- TASK GOAL:
In the records below, from the line containing "Category: round headlight" through the final line, inclusive, swap "round" for "oval" and reproduce those lines with nothing else changed.

——

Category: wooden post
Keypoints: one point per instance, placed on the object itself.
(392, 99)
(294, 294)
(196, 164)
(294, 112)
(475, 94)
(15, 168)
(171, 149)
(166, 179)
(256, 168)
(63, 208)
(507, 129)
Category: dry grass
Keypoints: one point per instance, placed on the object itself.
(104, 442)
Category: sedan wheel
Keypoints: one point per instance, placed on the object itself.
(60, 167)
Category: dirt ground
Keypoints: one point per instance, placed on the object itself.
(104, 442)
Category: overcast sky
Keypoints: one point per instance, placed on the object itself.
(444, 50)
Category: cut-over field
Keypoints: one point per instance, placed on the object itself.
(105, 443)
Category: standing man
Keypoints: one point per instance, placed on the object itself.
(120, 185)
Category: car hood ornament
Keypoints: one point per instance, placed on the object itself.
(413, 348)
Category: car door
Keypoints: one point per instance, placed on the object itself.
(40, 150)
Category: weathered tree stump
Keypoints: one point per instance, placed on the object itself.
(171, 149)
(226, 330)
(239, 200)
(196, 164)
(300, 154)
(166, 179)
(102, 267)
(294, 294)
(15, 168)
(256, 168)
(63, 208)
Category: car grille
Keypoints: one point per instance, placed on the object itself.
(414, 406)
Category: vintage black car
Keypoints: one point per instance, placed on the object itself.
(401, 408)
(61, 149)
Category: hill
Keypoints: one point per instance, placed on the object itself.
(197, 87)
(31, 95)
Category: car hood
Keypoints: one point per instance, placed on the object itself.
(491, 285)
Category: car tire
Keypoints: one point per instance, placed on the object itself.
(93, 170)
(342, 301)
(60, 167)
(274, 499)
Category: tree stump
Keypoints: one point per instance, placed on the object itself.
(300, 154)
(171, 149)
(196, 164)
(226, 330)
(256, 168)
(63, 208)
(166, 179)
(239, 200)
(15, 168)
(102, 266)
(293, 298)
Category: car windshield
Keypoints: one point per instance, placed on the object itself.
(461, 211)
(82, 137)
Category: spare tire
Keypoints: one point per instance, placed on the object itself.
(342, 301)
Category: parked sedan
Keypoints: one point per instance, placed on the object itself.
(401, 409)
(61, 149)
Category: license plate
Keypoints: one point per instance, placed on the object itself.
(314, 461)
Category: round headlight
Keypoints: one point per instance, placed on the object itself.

——

- EXERCISE SOLUTION:
Category: oval headlight
Keypoints: one point per instance, placed on the object itself.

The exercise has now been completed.